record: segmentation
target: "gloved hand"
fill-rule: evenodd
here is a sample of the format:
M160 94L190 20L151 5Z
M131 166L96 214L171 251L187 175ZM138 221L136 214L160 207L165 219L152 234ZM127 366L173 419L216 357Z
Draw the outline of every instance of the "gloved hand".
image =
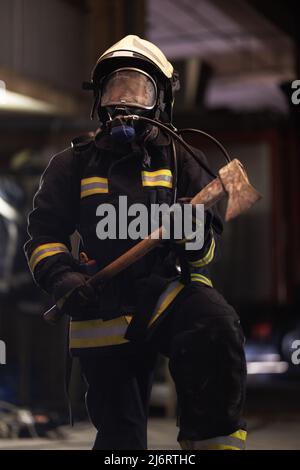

________________________

Exercise instructions: The expected result is the data above in exact form, free of pictures.

Response to the task:
record: segmentation
target: "gloved hand"
fill-rule: evenodd
here is a sample of the format:
M160 94L190 20L151 5Z
M131 166L96 214L171 251L187 175ZM138 221L136 214L160 207L165 219L152 234ZM127 366L173 419L216 357Z
Draw the outline of every instance of the "gloved hand".
image =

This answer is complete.